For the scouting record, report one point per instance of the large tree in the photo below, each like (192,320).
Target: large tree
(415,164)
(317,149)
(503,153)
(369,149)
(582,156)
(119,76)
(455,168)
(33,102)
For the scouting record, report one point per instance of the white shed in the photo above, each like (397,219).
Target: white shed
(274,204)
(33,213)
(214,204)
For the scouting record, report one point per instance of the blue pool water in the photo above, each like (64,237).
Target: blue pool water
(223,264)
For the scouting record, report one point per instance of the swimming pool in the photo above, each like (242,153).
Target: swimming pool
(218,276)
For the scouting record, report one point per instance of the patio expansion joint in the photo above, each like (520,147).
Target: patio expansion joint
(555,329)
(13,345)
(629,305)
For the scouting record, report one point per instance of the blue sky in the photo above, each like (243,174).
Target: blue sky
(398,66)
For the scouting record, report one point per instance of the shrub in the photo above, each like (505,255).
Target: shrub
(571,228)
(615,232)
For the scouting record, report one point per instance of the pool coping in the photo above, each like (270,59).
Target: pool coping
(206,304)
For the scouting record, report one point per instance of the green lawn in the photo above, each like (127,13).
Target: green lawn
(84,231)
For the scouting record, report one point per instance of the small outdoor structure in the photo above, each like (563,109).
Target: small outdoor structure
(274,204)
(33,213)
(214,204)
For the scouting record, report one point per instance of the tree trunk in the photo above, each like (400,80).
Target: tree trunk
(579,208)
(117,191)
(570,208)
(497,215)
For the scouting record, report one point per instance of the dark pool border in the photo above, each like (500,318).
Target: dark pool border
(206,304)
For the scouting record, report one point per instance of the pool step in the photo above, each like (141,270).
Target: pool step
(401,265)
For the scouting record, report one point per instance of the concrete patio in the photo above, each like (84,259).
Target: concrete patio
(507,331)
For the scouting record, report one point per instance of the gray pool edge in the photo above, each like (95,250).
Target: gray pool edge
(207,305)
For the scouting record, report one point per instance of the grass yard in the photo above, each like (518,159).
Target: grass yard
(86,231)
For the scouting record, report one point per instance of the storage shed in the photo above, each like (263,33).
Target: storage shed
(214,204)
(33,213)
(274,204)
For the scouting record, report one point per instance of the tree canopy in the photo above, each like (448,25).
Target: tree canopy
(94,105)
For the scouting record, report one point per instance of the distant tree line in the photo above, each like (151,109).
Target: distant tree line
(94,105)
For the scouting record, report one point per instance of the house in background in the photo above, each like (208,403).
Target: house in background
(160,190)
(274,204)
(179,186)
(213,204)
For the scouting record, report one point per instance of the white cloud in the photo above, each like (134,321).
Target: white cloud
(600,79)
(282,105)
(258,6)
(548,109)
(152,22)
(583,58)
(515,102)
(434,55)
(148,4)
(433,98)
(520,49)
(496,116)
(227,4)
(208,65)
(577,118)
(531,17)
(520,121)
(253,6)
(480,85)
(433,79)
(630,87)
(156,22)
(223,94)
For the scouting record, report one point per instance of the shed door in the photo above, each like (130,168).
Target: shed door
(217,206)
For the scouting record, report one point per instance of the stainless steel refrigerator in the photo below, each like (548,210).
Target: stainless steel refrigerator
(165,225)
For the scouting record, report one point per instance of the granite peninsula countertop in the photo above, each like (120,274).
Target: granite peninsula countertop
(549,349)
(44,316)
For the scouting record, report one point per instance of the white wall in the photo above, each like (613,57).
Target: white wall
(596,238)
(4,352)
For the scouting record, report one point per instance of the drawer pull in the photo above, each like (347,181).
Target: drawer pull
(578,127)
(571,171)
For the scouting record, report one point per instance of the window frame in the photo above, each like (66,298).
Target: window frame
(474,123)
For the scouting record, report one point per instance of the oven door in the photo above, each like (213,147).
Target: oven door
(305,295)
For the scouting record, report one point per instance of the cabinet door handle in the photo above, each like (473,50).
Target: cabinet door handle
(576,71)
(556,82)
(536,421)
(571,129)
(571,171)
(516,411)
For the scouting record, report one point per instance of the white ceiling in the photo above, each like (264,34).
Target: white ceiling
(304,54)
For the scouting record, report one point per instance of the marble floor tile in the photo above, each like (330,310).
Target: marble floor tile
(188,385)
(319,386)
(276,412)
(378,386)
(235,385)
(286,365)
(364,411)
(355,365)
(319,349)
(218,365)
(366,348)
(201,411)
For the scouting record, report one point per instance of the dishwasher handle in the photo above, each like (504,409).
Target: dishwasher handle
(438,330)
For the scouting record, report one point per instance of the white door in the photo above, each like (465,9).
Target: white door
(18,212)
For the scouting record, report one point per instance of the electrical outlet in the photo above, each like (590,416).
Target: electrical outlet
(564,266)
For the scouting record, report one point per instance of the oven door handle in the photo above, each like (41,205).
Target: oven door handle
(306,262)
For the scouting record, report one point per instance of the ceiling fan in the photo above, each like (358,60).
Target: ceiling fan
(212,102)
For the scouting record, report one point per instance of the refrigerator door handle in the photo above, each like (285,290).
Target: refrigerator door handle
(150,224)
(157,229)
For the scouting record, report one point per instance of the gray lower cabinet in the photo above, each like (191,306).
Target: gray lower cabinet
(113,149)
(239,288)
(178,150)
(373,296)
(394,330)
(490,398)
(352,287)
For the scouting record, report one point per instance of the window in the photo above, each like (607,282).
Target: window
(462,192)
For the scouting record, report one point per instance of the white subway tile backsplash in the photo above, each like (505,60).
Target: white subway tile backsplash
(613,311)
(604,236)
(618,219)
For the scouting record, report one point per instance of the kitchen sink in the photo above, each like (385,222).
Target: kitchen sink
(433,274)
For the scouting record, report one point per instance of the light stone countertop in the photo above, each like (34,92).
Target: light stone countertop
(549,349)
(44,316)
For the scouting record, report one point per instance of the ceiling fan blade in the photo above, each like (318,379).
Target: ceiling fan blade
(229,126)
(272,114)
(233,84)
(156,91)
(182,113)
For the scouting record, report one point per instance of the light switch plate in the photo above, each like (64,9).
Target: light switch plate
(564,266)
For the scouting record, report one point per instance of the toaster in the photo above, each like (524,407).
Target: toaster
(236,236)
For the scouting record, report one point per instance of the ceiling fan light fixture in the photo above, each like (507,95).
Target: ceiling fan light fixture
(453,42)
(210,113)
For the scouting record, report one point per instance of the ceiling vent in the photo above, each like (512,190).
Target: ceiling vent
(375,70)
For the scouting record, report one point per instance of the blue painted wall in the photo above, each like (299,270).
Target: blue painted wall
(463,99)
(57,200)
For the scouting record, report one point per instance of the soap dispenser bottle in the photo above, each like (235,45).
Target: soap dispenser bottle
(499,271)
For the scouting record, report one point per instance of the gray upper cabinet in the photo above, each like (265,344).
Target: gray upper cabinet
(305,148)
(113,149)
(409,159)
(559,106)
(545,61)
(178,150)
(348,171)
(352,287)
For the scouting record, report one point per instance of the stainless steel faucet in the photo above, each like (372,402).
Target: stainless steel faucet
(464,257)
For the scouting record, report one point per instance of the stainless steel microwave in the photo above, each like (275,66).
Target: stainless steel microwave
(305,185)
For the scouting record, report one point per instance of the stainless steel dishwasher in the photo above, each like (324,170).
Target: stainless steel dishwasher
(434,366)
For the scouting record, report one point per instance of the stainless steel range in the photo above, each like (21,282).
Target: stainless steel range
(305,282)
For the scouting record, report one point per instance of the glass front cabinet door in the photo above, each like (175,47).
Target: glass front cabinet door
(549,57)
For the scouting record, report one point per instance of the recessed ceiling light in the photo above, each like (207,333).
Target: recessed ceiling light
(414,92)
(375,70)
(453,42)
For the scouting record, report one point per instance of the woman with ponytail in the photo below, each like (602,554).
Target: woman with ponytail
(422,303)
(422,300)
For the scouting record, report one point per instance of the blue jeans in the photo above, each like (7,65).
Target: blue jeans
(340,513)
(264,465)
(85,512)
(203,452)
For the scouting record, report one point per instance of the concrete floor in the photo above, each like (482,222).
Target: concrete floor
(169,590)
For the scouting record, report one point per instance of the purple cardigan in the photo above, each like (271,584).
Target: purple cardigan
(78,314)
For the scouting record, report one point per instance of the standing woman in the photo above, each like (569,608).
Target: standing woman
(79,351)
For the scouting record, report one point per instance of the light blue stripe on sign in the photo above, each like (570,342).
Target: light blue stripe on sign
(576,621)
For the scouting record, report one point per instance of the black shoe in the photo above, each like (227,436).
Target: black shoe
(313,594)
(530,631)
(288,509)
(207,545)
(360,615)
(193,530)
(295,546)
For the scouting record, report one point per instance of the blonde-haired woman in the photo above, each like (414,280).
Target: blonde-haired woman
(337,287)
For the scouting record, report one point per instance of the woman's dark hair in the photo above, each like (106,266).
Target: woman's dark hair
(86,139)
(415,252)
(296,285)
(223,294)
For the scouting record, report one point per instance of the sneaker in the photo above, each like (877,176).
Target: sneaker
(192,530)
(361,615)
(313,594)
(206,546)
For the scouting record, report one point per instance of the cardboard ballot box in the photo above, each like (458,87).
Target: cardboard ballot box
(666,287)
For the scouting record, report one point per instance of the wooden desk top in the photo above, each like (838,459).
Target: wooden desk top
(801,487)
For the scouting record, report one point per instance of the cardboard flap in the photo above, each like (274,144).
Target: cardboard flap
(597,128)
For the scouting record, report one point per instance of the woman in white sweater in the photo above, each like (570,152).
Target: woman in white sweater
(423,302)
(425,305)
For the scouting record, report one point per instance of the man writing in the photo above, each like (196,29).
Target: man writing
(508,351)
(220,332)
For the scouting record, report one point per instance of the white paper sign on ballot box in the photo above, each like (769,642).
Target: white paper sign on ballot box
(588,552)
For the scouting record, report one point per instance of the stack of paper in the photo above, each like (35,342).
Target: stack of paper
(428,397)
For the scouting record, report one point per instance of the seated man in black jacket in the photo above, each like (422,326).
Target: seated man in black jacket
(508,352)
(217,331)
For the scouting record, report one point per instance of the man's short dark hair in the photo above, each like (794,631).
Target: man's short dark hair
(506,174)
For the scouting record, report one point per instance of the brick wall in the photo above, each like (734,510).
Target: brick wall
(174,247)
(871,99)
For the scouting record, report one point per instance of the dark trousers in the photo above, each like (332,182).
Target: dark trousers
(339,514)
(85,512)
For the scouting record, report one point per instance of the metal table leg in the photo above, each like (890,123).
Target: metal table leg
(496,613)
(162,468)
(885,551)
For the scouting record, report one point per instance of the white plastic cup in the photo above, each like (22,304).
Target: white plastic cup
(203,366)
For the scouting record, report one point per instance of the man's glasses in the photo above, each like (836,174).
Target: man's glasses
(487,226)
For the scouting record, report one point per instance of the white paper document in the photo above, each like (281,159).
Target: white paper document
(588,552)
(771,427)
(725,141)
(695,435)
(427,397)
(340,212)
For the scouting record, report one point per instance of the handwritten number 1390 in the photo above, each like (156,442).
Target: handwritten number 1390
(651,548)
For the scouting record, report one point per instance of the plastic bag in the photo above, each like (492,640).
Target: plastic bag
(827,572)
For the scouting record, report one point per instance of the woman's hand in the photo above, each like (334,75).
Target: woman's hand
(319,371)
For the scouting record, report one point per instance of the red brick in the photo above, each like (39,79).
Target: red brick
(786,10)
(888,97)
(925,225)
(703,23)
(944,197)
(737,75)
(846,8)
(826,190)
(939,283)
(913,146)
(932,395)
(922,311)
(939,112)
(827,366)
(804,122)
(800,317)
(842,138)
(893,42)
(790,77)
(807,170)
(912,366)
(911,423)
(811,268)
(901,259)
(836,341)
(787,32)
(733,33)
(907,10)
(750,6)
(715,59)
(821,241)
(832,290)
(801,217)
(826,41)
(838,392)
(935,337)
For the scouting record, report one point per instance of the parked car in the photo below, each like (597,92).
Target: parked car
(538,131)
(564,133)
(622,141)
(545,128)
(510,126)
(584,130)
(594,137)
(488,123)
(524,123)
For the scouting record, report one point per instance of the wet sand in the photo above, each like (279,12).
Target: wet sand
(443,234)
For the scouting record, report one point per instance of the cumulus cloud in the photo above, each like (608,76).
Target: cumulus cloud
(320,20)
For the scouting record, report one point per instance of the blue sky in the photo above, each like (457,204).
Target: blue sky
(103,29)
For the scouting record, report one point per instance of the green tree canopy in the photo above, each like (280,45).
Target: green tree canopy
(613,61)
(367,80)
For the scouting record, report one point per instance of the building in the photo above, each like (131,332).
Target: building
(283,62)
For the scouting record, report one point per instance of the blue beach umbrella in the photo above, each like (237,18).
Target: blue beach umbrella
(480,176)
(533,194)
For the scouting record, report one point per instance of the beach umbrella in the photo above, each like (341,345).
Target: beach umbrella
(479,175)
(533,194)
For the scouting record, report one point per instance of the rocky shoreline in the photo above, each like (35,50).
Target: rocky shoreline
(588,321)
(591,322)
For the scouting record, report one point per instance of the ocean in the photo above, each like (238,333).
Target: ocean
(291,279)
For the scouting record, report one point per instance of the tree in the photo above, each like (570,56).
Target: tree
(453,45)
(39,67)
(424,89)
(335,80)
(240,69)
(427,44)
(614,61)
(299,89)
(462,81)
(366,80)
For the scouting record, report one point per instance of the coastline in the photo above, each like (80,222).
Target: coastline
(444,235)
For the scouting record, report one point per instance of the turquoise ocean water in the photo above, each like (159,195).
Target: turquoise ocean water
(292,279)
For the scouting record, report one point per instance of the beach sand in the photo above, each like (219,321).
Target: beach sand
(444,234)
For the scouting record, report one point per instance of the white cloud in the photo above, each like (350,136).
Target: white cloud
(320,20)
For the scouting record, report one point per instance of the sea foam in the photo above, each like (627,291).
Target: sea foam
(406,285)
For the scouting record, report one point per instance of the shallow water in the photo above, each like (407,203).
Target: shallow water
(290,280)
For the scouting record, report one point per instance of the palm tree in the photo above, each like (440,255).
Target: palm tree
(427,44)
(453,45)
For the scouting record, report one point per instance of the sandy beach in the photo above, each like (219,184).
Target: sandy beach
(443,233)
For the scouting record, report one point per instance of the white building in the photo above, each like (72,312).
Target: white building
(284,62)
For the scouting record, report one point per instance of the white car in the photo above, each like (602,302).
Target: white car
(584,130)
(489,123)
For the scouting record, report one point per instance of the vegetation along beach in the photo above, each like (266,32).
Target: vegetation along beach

● ● ● ● ● ● ●

Copy the data word for word, starting at the line that contains "each like (219,184)." and continuing through the final line of the data.

SOLUTION TO THIS TASK
For the scouting record, report one point per instance of the sandy beach in the photo above, each like (219,184).
Target: sandy beach
(443,233)
For the scouting record, report one point per instance of the white building in the photo above, each like (72,312).
Target: white building
(284,62)
For the scouting record, report one point per instance of the white car in the photo above, each like (602,302).
Target: white car
(584,130)
(489,123)
For the scouting record, report one point per instance of the vegetation along beach in the photo above, each like (266,32).
Target: vegetation along beach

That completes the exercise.